**Requirement**
Please extract a passage from the forum post about quantizing the SPAN model, beginning at the words "I wrapped the" and stopping after "x = super().forward(x)". Copy it word for word.

**Text to read**
Hi all,
I’m trying to run post training quantization (PTQ) on a super-resolution model called SPAN, but I’m running into an error when I forward a quantized input.
I wrapped the model like this:
@ARCH_REGISTRY.register()
class QuantizedSPAN(SPAN):
def __init__(self, *args, **kwargs):
super().__init__(*args, **kwargs) # original SPAN
self.quant = torch.ao.quantization.QuantStub()
self.dequant = torch.ao.quantization.DeQuantStub()
def forward(self, x):
x = self.quant(x)
print(f"quantized x --> \n {x} \n Type: {x.dtype}\n")
x = super().forward(x)
x = self.dequant(x)
return x
The parent SPAN.forward() starts with:
def forward(self, x):
self.mean = self.mean.type_as(x) # <-- this line crashes
x = (x - self.mean) * self.img_range
...
Before quantization, the input looks like this (torch.float32):
tensor([[[[0.1137, 0.1137, 0.1137, ..., 0.1098, 0.1059, 0.1059],
...
]]], dtype=torch.float32)
After quantization, it becomes (torch.quint8):
tensor([[[[0.1124, 0.1124, 0.1124, ..., 0.1092, 0.1059, 0.1059],
...
]]], device='cuda:0', size=(1, 3, 40, 800), dtype=torch.quint8,
quantization_scheme=torch.per_tensor_affine, scale=0.003210579277947545,
zero_point=0)

**Given material**
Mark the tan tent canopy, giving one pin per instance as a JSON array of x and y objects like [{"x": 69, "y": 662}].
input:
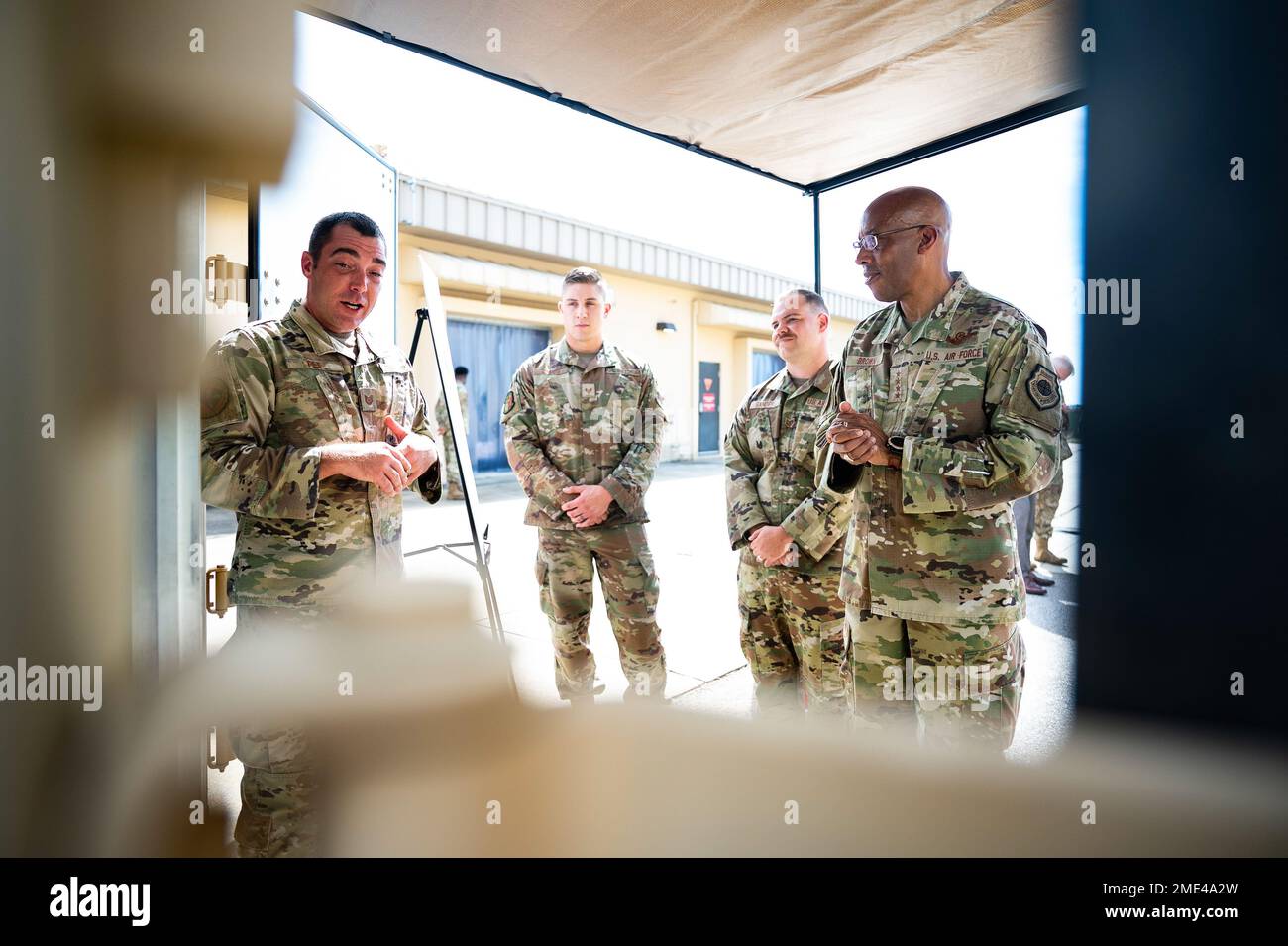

**Output for this task**
I wrapped the model like this:
@ARCH_REGISTRY.register()
class QuantizedSPAN(SPAN):
def __init__(self, *args, **kwargs):
super().__init__(*args, **kwargs) # original SPAN
self.quant = torch.ao.quantization.QuantStub()
self.dequant = torch.ao.quantization.DeQuantStub()
def forward(self, x):
x = self.quant(x)
print(f"quantized x --> \n {x} \n Type: {x.dtype}\n")
x = super().forward(x)